• _Instrucciones_:
1 – Reescribe el fragmento del extracto sobre fe y razón comprendido entre "Hacia una conciencia" y "ofrece al hombre.", ambos incluidos, y sustituye "Creador" por "Hacedor".
2 – Según el extracto sobre fe y razón, ¿con qué compara la encíclica Fides et Ratio la fe y la razón?

Hacia una conciencia de la experiencia de Dios
Vanderlei Altoé Fazolo
En el punto
introductorio de la encíclica Fides et
Ratio (FR), del Pontífice Juan
Pablo II, hoy elevado a los altares mayores de la Iglesia Católica como Santo, encierra
la afirmación que “la fe y la razón son como las dos alas con las cuales el
espíritu humano se eleva hacia la contemplación de la verdad". El Santo Padre
explica que en el ser humano, “además del conocimiento propio de la razón
humana, capaz por su naturaleza de llegar hasta el Creador, existe un
conocimiento que es peculiar de la fe" (FR 8), es decir, proveniente de la
Revelación como conocimiento que Dios mismo ofrece al hombre.
Con ello,
deja evidente la presencia de dos vías de conocimiento: la razón y la fe. Por
ello, se puede decir que para llegar hacia la concientización de la experiencia
de fe, debe haber de antemano el conocimiento de la razón, que permite abrirse
al plan trascendental de la misma existencia humana. Así, fe y razón son dos
polos distintos, pero no distantes, y ambos se necesitan mutuamente para que
ninguno de las dos sucumba al relativismo que aún está vigente en la actualidad.
Este doble movimiento se hace muy presente en las expresiones que Juan Pablo II
utiliza para introducir cada una de las vías de reflexión, es decir, el “Credo
ut intelligam” y el “Intelligo ut credam”.

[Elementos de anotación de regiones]
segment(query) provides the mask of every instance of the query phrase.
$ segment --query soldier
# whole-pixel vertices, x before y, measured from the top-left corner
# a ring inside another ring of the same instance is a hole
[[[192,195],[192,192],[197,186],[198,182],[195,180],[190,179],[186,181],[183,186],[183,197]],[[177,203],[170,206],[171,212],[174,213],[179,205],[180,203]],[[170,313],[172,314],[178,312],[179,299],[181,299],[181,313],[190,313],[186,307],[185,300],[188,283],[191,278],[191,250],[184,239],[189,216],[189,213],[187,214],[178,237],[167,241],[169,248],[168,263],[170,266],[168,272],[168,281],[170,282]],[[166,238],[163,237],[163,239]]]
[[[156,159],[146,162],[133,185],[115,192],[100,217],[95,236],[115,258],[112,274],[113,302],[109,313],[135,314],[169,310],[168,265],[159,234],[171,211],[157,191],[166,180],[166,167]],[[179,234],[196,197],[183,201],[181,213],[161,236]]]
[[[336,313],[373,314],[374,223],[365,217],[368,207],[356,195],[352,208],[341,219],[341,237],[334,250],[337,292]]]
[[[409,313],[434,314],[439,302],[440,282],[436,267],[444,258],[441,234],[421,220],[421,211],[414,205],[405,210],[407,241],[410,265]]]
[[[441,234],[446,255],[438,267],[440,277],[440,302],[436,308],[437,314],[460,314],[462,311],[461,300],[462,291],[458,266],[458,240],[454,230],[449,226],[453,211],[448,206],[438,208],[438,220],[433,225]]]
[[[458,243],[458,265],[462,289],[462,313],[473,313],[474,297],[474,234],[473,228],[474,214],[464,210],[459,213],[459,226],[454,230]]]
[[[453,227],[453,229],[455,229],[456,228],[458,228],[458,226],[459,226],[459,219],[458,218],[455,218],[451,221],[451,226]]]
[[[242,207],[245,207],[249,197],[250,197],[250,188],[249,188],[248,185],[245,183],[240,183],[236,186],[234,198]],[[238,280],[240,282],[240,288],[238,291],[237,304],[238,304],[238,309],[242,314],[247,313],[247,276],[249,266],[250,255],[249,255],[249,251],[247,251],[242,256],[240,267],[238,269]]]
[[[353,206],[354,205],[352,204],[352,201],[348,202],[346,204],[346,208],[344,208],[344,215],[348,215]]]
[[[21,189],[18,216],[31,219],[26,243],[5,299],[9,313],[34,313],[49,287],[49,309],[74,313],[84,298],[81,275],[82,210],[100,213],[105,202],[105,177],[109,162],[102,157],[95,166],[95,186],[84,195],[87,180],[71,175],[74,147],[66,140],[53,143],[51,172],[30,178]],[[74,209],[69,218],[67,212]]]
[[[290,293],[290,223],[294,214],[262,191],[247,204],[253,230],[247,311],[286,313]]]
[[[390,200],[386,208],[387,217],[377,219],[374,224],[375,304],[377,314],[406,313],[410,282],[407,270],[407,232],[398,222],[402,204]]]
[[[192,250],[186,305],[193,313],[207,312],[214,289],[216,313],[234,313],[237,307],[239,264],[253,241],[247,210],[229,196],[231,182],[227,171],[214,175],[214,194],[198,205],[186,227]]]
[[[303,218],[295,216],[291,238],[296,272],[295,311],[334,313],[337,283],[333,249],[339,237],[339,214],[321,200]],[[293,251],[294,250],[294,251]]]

• _Respuestas_:
1 –
Hacia una conciencia de la experiencia de Dios
Vanderlei Altoé Fazolo
En el punto
introductorio de la encíclica Fides et
Ratio (FR), del Pontífice Juan
Pablo II, hoy elevado a los altares mayores de la Iglesia Católica como Santo, encierra
la afirmación que “la fe y la razón son como las dos alas con las cuales el
espíritu humano se eleva hacia la contemplación de la verdad". El Santo Padre
explica que en el ser humano, “además del conocimiento propio de la razón
humana, capaz por su naturaleza de llegar hasta el Hacedor, existe un
conocimiento que es peculiar de la fe" (FR 8), es decir, proveniente de la
Revelación como conocimiento que Dios mismo ofrece al hombre.

2 – Con las dos alas con las cuales el espíritu humano se eleva hacia la contemplación de la verdad.